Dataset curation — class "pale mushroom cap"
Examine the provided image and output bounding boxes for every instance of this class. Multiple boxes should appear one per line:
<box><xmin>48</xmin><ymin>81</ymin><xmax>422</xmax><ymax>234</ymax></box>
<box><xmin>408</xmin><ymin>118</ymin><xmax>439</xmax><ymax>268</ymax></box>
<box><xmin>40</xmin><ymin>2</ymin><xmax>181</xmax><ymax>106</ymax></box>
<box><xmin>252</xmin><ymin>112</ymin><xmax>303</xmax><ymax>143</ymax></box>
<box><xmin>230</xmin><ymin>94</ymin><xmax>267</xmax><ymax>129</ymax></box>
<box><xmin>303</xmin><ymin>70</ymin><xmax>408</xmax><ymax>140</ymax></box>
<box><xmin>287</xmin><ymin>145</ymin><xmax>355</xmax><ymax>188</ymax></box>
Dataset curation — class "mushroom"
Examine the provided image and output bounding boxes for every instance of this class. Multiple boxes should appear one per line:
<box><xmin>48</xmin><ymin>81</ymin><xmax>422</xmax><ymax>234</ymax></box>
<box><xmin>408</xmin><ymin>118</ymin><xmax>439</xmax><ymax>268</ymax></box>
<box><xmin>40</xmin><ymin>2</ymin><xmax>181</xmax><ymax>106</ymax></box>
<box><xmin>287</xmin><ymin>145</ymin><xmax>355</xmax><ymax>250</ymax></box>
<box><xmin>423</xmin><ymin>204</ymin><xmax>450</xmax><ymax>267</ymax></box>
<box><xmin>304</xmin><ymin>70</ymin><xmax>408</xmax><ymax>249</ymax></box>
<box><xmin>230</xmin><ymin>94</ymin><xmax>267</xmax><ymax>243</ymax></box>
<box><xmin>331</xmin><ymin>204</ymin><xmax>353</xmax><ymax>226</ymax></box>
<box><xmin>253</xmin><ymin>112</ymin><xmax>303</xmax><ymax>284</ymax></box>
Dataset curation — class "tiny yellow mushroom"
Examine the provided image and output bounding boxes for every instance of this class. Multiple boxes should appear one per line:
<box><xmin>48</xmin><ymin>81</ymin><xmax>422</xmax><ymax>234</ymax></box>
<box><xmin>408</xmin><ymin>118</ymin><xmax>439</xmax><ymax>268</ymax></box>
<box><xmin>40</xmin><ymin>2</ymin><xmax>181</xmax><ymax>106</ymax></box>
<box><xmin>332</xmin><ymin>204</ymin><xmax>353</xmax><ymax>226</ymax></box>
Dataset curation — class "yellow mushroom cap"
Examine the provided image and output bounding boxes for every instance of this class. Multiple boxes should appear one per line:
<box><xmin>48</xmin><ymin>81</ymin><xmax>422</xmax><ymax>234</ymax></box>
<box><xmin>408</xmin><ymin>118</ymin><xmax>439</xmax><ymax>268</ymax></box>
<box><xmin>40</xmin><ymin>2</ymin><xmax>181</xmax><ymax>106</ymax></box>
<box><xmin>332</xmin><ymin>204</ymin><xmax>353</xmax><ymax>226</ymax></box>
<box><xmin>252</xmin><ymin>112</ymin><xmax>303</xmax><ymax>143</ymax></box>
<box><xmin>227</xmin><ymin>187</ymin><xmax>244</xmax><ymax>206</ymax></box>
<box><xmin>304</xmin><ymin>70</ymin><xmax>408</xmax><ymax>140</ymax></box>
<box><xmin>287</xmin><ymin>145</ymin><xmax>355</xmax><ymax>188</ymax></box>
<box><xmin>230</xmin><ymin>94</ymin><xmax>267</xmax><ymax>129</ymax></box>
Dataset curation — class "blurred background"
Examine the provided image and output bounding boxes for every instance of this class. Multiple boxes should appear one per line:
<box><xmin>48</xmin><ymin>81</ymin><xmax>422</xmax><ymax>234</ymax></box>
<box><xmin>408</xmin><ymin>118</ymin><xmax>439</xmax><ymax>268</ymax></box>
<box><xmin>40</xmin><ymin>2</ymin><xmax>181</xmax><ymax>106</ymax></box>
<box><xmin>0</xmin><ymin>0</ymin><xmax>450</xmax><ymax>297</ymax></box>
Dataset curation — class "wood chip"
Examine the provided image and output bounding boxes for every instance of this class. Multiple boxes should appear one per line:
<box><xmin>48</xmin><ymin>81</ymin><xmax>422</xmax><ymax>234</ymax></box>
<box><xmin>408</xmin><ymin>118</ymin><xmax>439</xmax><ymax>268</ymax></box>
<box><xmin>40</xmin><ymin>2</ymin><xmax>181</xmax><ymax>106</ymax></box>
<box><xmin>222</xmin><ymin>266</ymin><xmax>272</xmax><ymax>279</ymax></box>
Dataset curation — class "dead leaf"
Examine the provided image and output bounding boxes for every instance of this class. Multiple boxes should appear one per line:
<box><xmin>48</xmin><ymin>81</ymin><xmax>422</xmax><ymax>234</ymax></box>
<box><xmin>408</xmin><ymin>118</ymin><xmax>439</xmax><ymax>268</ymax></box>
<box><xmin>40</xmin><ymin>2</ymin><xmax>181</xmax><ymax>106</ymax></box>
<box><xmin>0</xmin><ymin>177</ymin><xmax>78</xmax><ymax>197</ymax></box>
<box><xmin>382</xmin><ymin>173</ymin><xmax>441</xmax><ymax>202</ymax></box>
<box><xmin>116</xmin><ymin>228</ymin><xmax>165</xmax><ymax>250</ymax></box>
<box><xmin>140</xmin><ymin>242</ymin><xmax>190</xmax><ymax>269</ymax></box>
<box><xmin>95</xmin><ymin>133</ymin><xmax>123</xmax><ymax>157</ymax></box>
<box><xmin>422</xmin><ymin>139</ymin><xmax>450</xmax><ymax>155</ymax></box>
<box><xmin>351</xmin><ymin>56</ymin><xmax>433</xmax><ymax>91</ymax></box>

__________

**REQUIREMENT**
Extract each line of the records above that contains the word "mushroom".

**WRITTEN ANSWER**
Dataset curation — class "pale mushroom cap"
Dataset curation — class "mushroom"
Dataset curation — class "tiny yellow mushroom"
Dataset curation — class "yellow mushroom cap"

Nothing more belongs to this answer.